> [Instrucciones]
(1) Indica si cada una de estas afirmaciones coincide con el texto sobre religión y cultura: (a) textos hindúes y budistas expresaron la idea del amor al prójimo siglos antes que esa tradición milenaria; (b) la Ilustración une religión y cultura; (c) alguna religión puede tener el monopolio de lo religioso. Responde sí o no y cita las palabras del texto que lo deciden.
(2) ¿Qué tradiciones religiosas nombra el texto sobre religión y cultura? Enuméralas todas.
(3) Reproduce al pie de la letra el fragmento del texto sobre religión y cultura que comienza en "La religión confiere" y termina en "los seres humanos.".

> [Texto proporcionado]
____

Por José Carlos García Fajardo
Existe una tradición milenaria que proclama “amarás al prójimo como a ti mismo”. Aunque ya hay textos hindúes y budistas que la expresaron centenares de años antes. En la parábola del Buen Samaritano está la respuesta al fariseo que pretendía zafarse de toda responsabilidad con quienes no fueran “los suyos”.
Tanto en la tradición judía como en el calvinismo, que va a dar origen al capitalismo deshumanizado, el concepto de pueblo, familia, relación tiene algo de contractual y de mutuo beneficio: te doy esto para que me des aquello o no te hago esto para que no me lo hagas tú. Ahí tiene su origen el individualismo que se va a confundir con la Ilustración que separa religión y cultura, reduciendo aquella a una ideología. Se pueden distinguir pero no separar, pues lo religioso es una dimensión del hombre en busca de sentido.
La religión confiere a la cultura su sentido último mientras que la cultura presta a la religión su lenguaje para que pueda expresarse en un contexto cultural. Todo lenguaje está determinado culturalmente y toda cultura está informada por una visión última de la realidad. De ahí que ninguna religión pueda tener el monopolio de lo religioso, de la dimensión trascendente del ser humano y de su expresión por medio de ritos, culto o celebraciones para acercar lo humano a su más plenaria dimensión. La sabiduría está en aceptar y en respetar las diversas tradiciones religiosas como fenómenos que expresan diferentes expresiones de religiosidad siempre que no vulneren los derechos fundamentales de los seres humanos.

____

[Una serie de registros]
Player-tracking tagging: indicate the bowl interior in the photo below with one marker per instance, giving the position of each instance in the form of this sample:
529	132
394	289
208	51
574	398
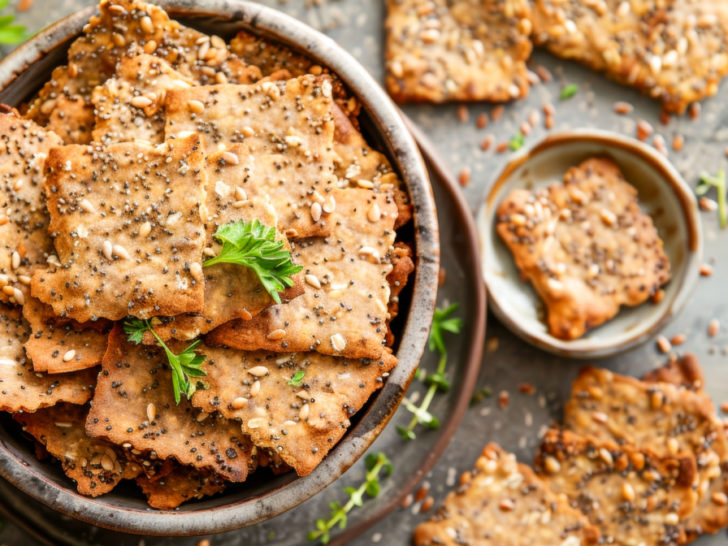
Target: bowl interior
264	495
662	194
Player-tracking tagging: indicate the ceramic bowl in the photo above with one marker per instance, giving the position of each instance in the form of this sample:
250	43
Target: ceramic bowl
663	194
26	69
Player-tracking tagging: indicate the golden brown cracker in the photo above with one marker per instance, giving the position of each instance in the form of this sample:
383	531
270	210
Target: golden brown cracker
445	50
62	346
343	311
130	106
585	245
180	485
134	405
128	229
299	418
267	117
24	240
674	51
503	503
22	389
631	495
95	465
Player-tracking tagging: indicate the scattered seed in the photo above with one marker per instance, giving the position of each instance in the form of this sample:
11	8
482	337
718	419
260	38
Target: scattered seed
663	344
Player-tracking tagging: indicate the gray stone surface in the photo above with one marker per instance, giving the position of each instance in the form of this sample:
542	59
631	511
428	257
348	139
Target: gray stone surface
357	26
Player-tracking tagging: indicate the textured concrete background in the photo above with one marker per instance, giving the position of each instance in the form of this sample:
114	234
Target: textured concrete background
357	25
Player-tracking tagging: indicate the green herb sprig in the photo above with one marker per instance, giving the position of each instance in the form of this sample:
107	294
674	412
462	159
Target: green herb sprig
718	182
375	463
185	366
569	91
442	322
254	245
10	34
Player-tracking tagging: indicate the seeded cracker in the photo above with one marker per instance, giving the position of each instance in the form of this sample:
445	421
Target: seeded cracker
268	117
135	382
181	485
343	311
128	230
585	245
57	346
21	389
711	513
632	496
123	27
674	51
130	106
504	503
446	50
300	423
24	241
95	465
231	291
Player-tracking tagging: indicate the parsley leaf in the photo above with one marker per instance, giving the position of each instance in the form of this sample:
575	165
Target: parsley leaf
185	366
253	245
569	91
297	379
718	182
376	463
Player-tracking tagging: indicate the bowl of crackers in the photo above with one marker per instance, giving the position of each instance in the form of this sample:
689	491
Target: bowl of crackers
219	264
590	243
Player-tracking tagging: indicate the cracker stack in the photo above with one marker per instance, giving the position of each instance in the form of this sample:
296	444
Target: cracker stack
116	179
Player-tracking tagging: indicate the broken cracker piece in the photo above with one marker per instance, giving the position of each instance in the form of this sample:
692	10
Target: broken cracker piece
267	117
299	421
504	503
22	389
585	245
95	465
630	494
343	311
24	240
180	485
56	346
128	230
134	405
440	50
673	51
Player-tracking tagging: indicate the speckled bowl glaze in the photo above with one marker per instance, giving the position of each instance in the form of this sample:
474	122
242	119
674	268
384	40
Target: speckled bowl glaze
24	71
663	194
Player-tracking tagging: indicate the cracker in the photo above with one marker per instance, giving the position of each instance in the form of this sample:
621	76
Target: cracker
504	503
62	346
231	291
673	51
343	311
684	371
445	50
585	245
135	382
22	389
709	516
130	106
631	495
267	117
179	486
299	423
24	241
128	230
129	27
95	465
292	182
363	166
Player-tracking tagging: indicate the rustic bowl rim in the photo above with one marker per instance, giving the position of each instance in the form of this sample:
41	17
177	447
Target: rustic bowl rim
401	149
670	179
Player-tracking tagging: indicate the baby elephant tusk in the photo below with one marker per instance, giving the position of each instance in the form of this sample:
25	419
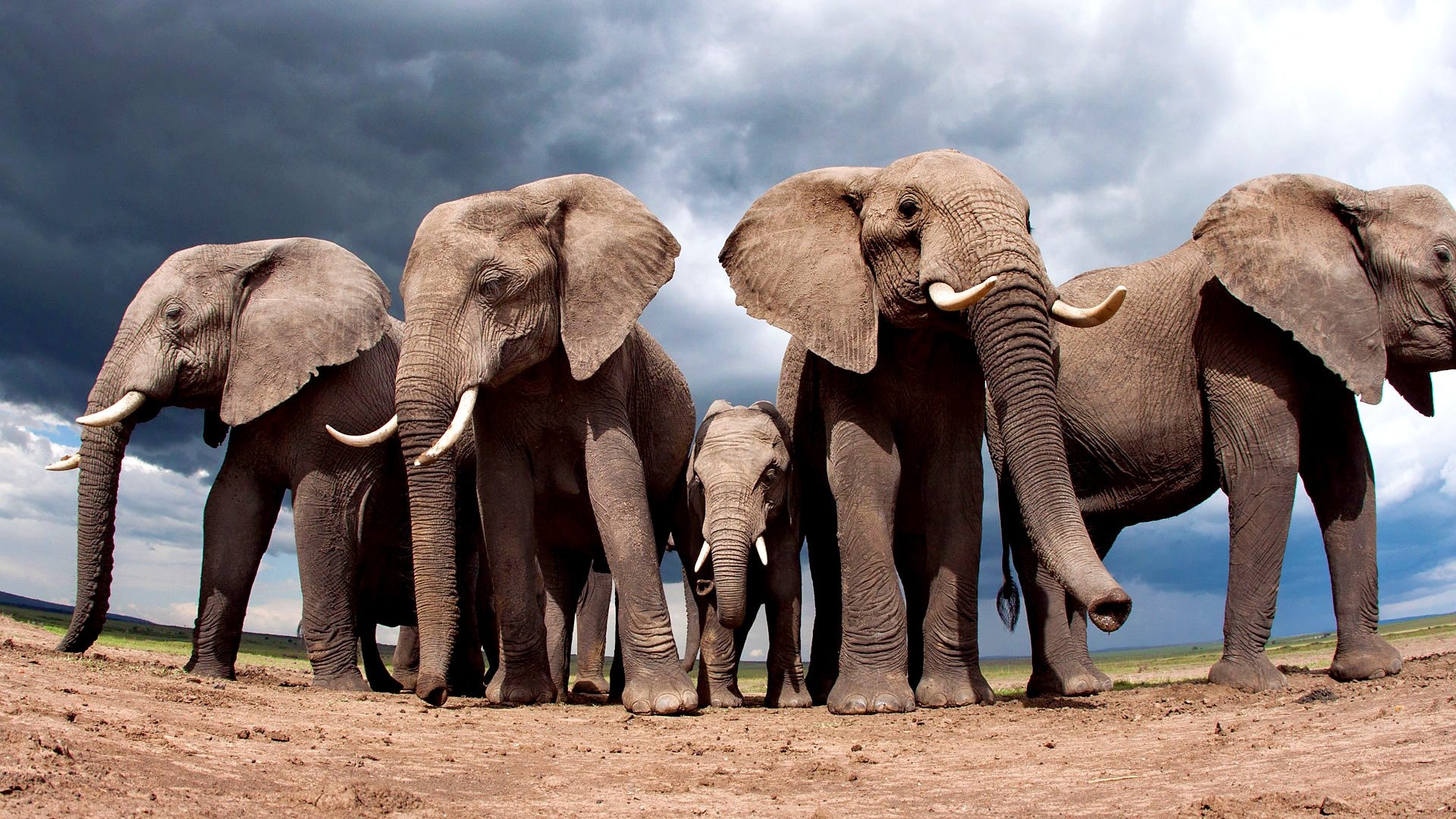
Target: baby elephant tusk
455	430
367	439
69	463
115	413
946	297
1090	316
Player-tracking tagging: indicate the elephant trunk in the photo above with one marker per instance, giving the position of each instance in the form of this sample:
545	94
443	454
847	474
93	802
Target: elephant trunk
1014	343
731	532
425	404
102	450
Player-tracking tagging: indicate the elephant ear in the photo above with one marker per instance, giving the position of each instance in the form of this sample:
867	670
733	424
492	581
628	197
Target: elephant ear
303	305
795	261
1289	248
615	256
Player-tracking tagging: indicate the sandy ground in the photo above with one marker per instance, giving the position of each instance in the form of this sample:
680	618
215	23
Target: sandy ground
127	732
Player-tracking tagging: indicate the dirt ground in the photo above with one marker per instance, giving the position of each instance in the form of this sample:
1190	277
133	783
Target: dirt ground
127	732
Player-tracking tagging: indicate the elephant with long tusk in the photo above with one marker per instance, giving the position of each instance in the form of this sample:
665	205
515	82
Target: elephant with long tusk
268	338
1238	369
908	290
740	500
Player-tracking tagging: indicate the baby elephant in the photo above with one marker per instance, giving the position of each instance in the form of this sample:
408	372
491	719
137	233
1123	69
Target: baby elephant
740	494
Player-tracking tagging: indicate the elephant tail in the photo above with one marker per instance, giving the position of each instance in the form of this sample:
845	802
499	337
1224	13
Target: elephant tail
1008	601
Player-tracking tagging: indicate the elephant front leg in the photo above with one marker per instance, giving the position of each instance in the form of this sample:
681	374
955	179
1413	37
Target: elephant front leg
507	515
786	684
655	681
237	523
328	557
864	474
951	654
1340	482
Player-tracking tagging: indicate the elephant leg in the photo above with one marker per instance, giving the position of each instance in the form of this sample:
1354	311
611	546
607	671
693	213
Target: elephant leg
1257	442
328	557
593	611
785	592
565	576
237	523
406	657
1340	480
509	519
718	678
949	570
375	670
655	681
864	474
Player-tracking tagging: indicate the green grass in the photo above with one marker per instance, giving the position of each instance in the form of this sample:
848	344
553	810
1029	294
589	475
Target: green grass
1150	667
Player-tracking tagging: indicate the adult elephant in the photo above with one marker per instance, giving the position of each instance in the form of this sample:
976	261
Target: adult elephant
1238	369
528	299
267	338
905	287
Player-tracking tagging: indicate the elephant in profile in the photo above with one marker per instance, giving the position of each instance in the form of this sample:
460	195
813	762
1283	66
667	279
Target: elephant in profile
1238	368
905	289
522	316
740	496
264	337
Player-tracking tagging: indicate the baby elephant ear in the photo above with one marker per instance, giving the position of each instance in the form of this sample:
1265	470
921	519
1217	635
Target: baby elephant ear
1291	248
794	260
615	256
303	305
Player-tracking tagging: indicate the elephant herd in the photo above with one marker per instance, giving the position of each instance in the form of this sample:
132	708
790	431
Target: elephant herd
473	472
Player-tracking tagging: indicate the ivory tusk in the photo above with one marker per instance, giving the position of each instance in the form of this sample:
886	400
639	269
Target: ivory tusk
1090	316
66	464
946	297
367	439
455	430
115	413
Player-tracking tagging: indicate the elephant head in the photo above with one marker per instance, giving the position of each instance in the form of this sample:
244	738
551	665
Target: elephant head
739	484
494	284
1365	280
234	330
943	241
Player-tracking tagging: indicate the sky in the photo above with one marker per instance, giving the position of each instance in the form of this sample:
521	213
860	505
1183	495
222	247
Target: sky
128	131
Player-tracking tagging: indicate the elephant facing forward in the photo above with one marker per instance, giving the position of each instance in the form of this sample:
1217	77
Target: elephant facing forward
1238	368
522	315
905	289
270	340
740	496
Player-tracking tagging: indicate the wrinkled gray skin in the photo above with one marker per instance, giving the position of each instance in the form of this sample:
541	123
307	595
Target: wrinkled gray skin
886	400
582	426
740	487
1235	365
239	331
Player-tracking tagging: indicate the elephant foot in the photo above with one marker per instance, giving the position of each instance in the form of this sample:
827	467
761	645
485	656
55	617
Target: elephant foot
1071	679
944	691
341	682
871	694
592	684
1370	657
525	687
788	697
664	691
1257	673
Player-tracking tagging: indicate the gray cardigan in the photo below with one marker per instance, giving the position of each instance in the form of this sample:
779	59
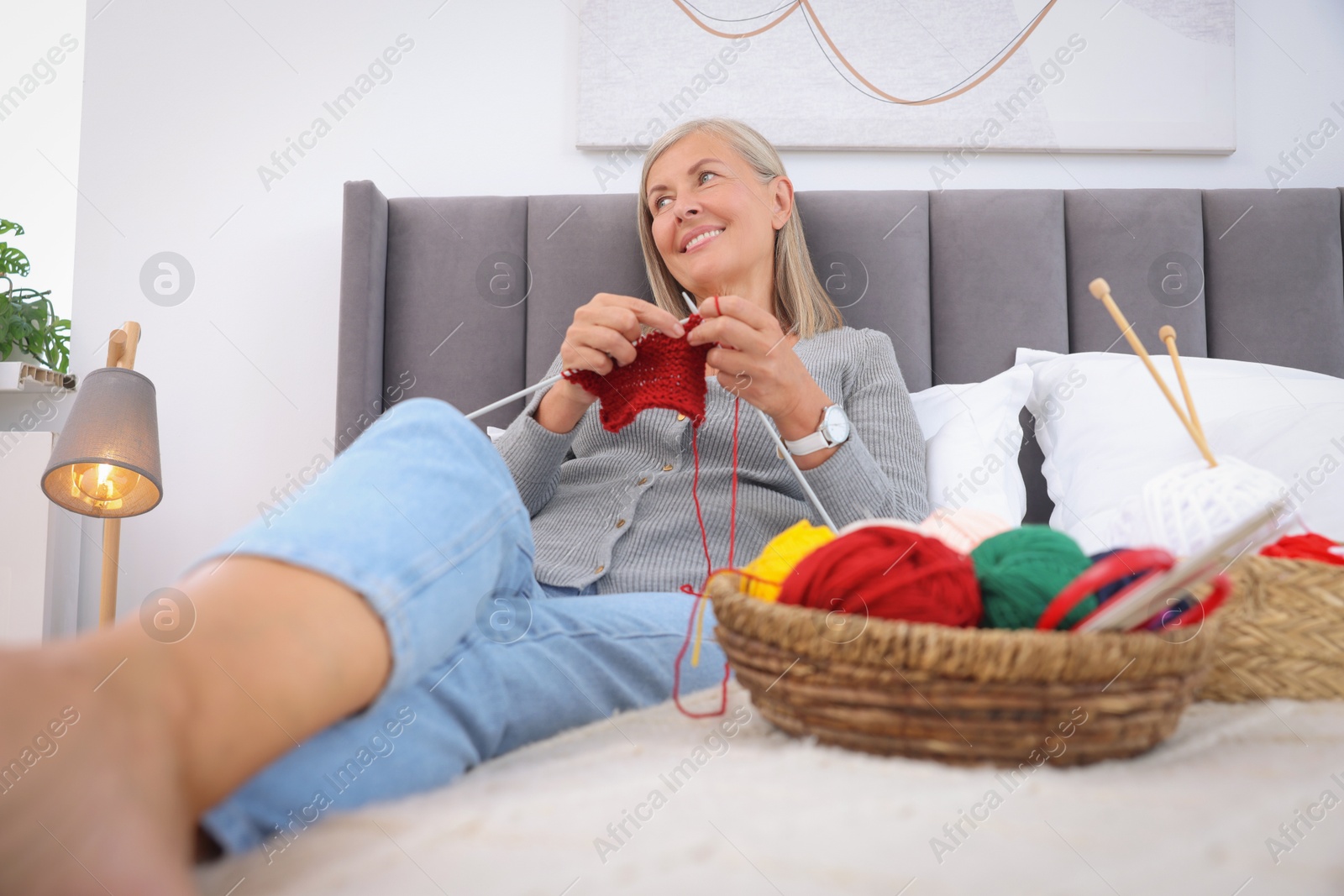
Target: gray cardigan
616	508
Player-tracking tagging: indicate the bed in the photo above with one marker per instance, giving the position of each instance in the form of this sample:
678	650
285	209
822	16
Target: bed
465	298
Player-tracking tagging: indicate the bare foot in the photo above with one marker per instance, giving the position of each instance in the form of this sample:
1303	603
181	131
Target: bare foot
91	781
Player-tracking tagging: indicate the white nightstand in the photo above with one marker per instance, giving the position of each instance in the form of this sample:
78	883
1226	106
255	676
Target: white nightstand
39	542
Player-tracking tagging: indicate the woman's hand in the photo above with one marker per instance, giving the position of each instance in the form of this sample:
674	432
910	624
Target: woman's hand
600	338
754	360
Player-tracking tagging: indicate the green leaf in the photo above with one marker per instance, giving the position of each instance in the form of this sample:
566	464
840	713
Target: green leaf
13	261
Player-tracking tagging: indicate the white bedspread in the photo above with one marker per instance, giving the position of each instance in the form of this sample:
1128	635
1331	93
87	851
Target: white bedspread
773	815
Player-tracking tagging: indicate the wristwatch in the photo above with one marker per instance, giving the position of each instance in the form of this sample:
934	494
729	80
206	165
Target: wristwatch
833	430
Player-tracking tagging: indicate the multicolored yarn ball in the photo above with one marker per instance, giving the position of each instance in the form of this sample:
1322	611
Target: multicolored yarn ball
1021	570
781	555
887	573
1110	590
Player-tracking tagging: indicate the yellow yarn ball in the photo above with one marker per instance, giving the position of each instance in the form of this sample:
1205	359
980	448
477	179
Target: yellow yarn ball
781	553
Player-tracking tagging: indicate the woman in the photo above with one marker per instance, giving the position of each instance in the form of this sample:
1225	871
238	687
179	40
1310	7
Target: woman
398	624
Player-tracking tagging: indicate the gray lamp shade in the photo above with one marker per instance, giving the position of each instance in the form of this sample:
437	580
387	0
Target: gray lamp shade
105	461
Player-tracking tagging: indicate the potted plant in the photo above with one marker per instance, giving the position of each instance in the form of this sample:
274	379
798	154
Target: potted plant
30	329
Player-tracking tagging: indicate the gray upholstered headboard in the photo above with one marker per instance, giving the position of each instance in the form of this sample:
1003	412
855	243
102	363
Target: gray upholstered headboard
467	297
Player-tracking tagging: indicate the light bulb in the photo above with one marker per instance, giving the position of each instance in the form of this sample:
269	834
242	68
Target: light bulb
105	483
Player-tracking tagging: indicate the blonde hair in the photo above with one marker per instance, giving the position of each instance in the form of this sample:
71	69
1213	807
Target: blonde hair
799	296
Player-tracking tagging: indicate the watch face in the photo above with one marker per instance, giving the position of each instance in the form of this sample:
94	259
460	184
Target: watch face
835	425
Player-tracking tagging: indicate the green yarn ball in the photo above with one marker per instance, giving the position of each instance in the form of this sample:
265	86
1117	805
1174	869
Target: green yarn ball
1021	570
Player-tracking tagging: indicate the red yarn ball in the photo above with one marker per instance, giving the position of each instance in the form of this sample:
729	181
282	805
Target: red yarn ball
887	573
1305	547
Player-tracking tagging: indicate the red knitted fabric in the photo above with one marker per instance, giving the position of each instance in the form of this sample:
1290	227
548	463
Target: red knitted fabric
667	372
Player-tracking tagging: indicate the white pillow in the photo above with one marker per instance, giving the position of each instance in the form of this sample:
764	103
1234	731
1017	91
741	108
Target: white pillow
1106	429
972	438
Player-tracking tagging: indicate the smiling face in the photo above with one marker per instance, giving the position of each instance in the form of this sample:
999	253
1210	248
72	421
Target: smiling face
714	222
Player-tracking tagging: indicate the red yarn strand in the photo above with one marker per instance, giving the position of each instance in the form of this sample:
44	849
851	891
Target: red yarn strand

____

> [Respuestas]
(1)
(a) Sí: "Aunque ya hay textos hindúes y budistas que la expresaron centenares de años antes."
(b) No: "la Ilustración que separa religión y cultura"
(c) No: "ninguna religión pueda tener el monopolio de lo religioso"

(2) hindú, budista, judía, calvinismo

(3)
La religión confiere a la cultura su sentido último mientras que la cultura presta a la religión su lenguaje para que pueda expresarse en un contexto cultural. Todo lenguaje está determinado culturalmente y toda cultura está informada por una visión última de la realidad. De ahí que ninguna religión pueda tener el monopolio de lo religioso, de la dimensión trascendente del ser humano y de su expresión por medio de ritos, culto o celebraciones para acercar lo humano a su más plenaria dimensión. La sabiduría está en aceptar y en respetar las diversas tradiciones religiosas como fenómenos que expresan diferentes expresiones de religiosidad siempre que no vulneren los derechos fundamentales de los seres humanos.